**Questions**
**1.** Please return the part of the Baby P text that opens with the words containing "Two days before" and closes with "to be sacked.", copied word for word.
**2.** Translate this sentence from the Baby P text into Spanish: "His mother, her boyfriend and their lodger will be sentenced next month for allowing or causing the child's death."

**Text segment**
Baby P was a cute little boy just 17 months old, who died a terrible death in a district of London called Haringey a little over a year ago. The baby, who couldn't be named here for legal reasons, suffered the most appalling injuries at the hands of those who should have cared for him. His mother, her boyfriend and their lodger will be sentenced next month for allowing or causing the child's death. Baby P was on what we call an 'on risk register', which meant the local Social Services were watching out for him. They went to see him on more than sixty occasions, during which time there was growing evidence of abuse -- all of it missed.
Two days before his death a pediatrician examined him and apparently failed to spot injuries including nine broken ribs and probably a broken back, although that may have occurred a little later. In the past week, as more details emerged, as we tried to take in the awful details of the terrible abuse baby P had suffered from those who tortured him in his last hours, so the public rage grew -- and newspapers and politicians clamored for those responsible for his care to be sacked.

**Source data**
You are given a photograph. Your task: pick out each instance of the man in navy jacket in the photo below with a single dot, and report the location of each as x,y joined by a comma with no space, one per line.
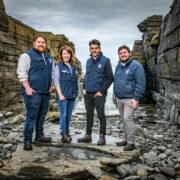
129,87
98,79
35,72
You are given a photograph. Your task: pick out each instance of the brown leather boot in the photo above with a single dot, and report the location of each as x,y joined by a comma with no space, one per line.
85,139
102,140
43,139
121,143
129,147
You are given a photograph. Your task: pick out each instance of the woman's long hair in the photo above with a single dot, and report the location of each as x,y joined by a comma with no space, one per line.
69,50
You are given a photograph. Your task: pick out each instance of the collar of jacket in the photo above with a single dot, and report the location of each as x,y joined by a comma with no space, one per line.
45,53
67,65
97,59
126,63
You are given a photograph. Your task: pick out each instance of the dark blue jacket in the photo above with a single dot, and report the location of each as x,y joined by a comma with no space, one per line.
129,80
99,75
68,82
40,72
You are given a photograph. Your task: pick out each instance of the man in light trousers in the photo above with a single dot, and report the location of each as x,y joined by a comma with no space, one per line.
129,87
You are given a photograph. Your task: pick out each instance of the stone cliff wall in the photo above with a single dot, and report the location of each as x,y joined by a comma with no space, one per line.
15,38
168,65
161,59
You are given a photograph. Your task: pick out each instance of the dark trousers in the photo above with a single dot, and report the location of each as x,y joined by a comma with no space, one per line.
66,107
36,110
97,102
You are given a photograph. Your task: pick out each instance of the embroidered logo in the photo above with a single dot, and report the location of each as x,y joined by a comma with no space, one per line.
127,71
64,71
50,60
99,65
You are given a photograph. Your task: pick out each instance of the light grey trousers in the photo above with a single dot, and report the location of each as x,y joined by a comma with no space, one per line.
126,111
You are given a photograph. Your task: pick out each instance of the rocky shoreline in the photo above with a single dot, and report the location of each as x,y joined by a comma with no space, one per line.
157,155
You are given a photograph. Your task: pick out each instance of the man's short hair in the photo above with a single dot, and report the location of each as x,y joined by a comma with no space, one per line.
94,41
124,47
39,35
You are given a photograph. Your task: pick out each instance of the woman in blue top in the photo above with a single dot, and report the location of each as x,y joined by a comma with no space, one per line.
66,82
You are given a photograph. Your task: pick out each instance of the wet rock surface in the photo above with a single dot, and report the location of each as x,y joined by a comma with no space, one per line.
157,155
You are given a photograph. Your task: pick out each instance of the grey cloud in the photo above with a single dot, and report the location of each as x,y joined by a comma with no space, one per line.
114,22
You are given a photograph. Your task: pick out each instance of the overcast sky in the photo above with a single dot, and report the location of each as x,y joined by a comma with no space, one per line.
113,22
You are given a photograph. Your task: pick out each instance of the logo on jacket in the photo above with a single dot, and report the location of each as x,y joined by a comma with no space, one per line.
127,71
64,71
50,60
99,65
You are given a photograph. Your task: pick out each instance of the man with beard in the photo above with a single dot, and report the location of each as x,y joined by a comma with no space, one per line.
35,72
98,79
129,87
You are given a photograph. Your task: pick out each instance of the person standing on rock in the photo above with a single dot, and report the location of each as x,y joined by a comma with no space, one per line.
66,82
35,72
98,79
129,87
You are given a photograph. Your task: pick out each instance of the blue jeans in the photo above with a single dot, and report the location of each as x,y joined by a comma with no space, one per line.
66,108
36,110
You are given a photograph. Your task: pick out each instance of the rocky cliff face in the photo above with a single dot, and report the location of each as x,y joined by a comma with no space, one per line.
168,65
15,38
161,58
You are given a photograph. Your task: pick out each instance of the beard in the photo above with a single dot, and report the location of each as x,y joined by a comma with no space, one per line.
41,49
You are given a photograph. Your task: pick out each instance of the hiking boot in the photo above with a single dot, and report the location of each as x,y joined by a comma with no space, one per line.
69,136
121,143
43,139
129,147
28,147
65,139
102,140
85,139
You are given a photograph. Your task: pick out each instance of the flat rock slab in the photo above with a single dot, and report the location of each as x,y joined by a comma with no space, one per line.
56,160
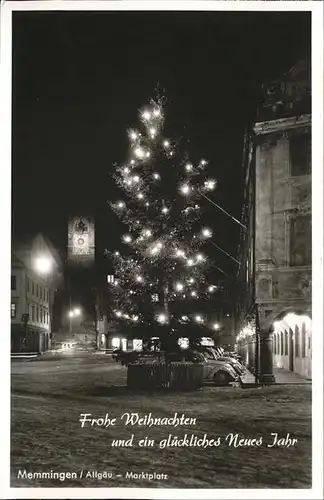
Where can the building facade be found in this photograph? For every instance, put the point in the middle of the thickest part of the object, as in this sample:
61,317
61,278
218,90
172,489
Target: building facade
273,313
35,275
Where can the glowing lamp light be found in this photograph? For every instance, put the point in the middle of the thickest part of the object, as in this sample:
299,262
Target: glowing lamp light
146,115
206,232
162,318
43,265
183,343
185,189
139,153
210,185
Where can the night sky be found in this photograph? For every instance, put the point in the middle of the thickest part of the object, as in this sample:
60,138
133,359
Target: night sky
80,78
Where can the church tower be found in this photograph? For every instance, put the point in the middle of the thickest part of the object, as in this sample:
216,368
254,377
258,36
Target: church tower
81,241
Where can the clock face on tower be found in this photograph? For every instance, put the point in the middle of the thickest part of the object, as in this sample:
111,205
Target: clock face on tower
80,244
81,240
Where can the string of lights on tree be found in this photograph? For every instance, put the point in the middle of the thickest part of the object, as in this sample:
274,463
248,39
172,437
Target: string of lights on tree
161,208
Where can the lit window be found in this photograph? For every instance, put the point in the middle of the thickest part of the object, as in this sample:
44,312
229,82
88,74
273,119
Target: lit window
301,240
13,282
300,154
303,341
286,343
13,309
297,350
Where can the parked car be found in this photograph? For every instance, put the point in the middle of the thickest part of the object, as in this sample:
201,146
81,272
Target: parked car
218,372
212,353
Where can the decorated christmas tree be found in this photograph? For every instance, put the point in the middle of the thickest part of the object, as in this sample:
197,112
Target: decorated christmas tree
161,275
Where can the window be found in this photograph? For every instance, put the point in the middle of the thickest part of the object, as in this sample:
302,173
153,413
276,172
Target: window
13,282
297,352
301,240
13,310
300,154
286,343
303,341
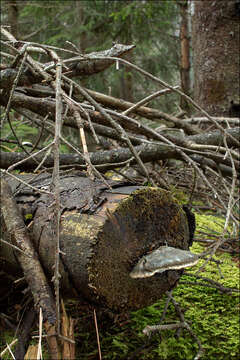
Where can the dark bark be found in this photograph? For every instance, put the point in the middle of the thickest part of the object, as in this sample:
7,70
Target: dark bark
216,55
77,66
103,234
185,53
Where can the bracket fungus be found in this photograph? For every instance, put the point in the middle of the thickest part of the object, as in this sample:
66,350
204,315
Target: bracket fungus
162,259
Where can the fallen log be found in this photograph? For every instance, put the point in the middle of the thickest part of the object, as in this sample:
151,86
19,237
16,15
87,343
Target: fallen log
104,233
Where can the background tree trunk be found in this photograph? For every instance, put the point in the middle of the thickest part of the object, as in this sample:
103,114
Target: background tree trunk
216,55
185,53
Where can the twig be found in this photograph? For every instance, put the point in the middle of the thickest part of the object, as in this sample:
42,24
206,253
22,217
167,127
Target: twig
39,353
114,124
56,188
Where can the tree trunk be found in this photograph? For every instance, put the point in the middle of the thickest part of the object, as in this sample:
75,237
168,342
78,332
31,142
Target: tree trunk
103,235
216,55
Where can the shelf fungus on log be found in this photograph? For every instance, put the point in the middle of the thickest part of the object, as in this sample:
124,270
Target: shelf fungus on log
103,235
163,259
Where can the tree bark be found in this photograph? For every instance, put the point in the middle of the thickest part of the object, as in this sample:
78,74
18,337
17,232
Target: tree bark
103,235
185,53
216,55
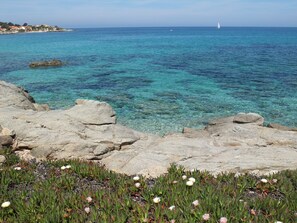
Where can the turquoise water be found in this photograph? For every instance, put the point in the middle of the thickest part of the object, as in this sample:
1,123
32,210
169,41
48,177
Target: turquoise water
162,79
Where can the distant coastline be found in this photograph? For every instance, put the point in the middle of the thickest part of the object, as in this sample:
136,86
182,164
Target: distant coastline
10,28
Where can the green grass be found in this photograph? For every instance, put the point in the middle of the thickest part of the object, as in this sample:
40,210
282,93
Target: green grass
42,192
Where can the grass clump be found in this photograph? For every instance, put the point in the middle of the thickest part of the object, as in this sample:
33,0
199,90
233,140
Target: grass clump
76,191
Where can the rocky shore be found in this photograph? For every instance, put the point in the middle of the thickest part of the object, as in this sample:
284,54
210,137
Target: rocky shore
89,131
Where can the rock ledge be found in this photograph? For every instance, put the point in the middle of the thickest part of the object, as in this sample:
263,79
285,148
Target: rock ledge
89,131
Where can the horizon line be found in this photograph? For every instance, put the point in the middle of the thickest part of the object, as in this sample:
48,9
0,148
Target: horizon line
222,26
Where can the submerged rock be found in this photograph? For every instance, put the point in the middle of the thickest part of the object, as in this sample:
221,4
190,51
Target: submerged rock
89,131
50,63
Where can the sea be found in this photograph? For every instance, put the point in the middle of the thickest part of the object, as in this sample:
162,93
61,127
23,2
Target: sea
159,80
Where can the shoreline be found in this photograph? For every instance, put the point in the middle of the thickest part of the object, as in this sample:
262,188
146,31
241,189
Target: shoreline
89,131
11,33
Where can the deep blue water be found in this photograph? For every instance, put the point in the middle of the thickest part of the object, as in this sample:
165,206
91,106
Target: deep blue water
162,79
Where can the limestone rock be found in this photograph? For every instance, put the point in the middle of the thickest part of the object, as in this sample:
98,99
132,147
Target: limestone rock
89,131
243,118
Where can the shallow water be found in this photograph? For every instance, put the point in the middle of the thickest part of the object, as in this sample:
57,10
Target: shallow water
159,80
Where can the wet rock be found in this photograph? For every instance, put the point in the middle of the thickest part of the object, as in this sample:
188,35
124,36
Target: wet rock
50,63
89,131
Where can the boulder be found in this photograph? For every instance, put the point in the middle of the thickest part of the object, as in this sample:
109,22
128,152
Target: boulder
89,131
50,63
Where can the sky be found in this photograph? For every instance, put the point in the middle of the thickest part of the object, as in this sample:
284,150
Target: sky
150,13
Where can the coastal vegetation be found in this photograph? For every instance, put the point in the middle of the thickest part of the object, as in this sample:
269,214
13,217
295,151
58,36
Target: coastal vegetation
11,28
81,191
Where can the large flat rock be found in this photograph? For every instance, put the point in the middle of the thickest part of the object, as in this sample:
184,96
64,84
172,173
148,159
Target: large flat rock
89,131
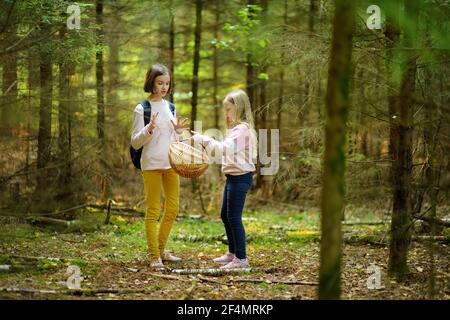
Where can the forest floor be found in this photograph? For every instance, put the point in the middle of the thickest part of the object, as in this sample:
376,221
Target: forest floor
283,249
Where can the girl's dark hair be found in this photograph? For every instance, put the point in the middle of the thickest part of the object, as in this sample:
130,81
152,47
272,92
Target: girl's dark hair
155,71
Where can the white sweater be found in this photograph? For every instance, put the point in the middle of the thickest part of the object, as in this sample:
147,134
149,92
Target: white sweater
237,150
156,145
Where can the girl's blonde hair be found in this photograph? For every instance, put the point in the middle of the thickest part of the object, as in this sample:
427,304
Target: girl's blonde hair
243,114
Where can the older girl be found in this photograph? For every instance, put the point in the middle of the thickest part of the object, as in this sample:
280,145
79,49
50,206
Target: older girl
155,139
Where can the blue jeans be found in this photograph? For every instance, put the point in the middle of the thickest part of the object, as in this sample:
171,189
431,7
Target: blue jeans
236,188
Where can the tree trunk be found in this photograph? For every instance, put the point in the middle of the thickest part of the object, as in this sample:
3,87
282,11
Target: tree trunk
313,8
216,67
99,74
198,35
172,48
281,90
337,101
45,116
64,151
9,85
402,136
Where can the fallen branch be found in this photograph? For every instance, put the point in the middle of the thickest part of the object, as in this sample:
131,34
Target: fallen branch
294,282
203,278
167,276
5,267
76,292
53,221
188,294
369,223
214,271
433,220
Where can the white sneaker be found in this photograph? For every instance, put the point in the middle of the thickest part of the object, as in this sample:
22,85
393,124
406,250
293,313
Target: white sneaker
236,264
226,258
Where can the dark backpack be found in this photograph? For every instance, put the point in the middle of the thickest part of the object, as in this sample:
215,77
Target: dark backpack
136,154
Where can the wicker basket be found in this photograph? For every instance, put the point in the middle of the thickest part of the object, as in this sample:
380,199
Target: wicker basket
188,161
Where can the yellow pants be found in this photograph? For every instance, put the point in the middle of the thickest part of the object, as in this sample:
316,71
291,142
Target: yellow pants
153,180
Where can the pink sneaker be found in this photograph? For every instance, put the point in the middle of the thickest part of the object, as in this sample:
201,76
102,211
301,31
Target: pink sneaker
236,264
167,256
157,264
226,258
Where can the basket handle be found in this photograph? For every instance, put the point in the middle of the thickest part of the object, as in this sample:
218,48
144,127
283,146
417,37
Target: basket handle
204,148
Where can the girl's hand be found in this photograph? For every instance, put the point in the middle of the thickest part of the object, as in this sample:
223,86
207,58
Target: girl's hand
182,125
198,138
152,123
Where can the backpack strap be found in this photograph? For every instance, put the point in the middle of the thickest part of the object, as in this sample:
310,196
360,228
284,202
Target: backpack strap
172,108
147,111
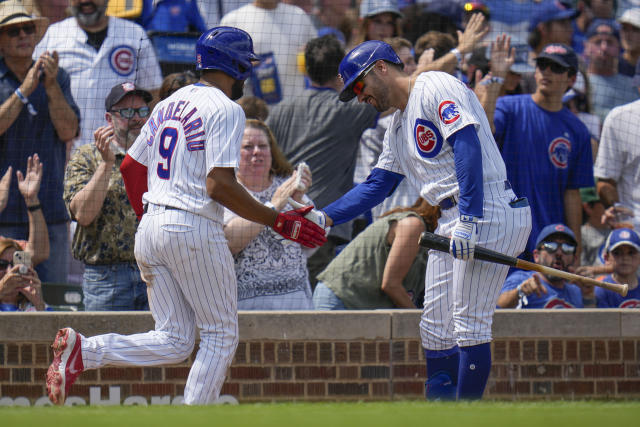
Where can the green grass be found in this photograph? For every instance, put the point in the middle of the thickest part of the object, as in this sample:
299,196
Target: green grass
409,414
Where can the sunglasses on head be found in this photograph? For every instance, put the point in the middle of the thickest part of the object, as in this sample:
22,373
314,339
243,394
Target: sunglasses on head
556,68
15,31
358,86
551,247
128,113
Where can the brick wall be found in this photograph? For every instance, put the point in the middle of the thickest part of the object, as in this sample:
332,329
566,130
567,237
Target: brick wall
368,356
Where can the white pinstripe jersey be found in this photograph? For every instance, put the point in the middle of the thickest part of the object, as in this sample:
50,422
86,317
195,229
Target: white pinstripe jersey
187,135
415,144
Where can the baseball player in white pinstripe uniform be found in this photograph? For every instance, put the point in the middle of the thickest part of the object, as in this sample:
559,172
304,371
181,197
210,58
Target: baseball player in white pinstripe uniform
186,153
440,140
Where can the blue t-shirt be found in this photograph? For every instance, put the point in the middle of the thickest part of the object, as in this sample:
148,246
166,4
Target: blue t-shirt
545,154
609,299
34,134
570,296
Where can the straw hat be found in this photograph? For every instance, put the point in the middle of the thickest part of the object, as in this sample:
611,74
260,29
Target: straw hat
13,12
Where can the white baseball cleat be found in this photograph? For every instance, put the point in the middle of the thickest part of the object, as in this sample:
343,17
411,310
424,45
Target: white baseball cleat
66,366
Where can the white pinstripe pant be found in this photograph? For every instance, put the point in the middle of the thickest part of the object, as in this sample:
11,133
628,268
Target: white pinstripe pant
185,260
460,296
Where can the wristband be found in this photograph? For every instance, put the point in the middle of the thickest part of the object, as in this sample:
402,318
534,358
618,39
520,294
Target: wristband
26,102
457,53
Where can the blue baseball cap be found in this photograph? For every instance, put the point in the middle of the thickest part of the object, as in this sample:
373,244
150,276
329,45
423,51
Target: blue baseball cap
552,229
603,26
622,236
552,11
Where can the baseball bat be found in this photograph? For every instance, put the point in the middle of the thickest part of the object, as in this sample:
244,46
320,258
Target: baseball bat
441,243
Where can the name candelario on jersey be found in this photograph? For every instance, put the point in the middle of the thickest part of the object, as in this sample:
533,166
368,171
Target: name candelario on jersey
191,123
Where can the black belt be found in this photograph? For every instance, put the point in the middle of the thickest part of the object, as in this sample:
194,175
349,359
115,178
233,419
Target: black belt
450,201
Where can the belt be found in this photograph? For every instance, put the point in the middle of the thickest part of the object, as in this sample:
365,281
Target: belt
449,202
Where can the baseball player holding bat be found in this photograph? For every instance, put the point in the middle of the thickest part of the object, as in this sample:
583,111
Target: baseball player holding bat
440,140
186,153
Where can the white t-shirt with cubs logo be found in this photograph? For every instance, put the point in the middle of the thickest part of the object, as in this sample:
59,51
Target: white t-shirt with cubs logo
416,146
125,55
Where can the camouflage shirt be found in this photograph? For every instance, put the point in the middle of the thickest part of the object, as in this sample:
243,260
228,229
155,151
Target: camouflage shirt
110,238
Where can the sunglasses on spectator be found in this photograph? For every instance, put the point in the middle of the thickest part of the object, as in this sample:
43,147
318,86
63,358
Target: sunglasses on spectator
128,113
556,68
551,247
28,29
4,264
358,86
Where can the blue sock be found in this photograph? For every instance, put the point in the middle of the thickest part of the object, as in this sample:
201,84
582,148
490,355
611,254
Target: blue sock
442,374
475,365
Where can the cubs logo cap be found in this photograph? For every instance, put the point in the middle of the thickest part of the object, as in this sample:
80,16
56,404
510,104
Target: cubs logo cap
561,54
553,229
121,90
622,236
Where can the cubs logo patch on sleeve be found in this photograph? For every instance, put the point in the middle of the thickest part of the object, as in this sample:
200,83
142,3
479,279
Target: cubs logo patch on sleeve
428,138
448,112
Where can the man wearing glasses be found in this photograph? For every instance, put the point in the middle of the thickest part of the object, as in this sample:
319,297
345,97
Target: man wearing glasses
556,248
97,200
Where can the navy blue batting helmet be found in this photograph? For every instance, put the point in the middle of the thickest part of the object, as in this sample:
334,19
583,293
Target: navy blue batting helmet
359,60
226,49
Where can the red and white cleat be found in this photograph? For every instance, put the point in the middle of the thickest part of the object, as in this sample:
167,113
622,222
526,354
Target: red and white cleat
66,366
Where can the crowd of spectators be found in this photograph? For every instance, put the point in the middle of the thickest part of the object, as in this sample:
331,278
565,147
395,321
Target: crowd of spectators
558,80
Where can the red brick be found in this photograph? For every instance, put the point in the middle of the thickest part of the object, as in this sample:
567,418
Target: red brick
409,371
255,353
414,351
408,387
603,370
316,389
499,353
384,352
573,387
586,351
121,374
269,352
284,352
370,352
607,388
355,352
600,351
326,352
628,350
250,373
24,390
348,372
315,372
615,350
241,353
557,351
571,350
380,389
514,350
528,351
311,349
297,352
230,388
340,352
156,389
176,373
629,386
283,389
13,352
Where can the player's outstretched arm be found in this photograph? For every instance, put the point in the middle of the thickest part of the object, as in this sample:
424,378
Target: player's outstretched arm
223,187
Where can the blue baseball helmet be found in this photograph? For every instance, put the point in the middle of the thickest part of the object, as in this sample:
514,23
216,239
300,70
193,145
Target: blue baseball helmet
359,60
226,49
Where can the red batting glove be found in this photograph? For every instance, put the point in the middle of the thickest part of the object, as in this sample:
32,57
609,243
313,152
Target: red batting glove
294,226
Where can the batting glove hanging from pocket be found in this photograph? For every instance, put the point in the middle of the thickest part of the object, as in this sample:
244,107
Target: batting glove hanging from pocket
463,238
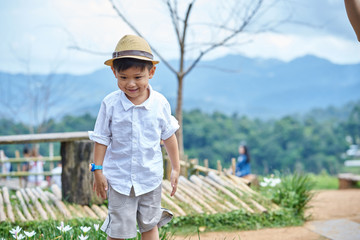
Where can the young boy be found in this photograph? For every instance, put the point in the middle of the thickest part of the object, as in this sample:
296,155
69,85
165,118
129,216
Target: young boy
128,160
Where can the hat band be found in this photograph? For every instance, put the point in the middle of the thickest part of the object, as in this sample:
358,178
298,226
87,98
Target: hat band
133,53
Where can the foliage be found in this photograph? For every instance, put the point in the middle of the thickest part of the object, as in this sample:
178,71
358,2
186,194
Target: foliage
292,143
49,229
324,181
294,192
239,220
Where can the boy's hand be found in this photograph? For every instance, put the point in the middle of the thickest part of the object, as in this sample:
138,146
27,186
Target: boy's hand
100,184
174,178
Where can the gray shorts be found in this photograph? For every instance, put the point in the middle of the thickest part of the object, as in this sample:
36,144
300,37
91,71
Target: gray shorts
125,211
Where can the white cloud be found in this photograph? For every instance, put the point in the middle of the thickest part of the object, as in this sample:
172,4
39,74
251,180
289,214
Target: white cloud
43,32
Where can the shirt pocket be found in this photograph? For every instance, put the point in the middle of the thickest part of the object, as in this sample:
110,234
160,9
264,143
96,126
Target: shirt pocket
116,200
151,131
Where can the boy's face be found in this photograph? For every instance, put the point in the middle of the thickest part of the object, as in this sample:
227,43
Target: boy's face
134,83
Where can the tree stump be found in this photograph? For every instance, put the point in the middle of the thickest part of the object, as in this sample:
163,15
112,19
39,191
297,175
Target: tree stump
77,180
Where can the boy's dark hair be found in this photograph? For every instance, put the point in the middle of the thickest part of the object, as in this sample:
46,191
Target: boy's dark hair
122,64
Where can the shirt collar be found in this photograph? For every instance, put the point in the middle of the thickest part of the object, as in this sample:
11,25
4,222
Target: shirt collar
127,104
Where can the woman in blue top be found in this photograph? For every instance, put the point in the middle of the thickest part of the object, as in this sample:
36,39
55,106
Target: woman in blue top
243,162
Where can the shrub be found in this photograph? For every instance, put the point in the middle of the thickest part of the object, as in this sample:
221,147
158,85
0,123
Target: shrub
294,192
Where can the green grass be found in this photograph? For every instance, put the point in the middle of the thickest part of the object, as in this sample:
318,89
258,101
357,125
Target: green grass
324,181
48,230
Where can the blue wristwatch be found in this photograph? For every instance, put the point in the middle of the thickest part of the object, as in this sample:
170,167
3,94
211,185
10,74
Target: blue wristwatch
93,167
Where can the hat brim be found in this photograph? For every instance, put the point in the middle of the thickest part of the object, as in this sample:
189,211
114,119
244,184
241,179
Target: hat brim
110,61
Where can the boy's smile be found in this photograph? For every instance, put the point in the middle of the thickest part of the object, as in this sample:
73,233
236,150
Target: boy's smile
134,83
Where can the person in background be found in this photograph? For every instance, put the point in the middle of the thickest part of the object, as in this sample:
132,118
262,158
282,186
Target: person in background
353,12
243,162
25,165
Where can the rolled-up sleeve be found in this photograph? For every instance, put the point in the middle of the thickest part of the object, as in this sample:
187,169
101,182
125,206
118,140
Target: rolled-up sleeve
102,132
170,125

**Problem solutions**
**1.**
Two days before his death a pediatrician examined him and apparently failed to spot injuries including nine broken ribs and probably a broken back, although that may have occurred a little later. In the past week, as more details emerged, as we tried to take in the awful details of the terrible abuse baby P had suffered from those who tortured him in his last hours, so the public rage grew -- and newspapers and politicians clamored for those responsible for his care to be sacked.

**2.** Su madre, el novio de ella y su inquilino serán sentenciados el próximo mes por permitir o causar la muerte del niño.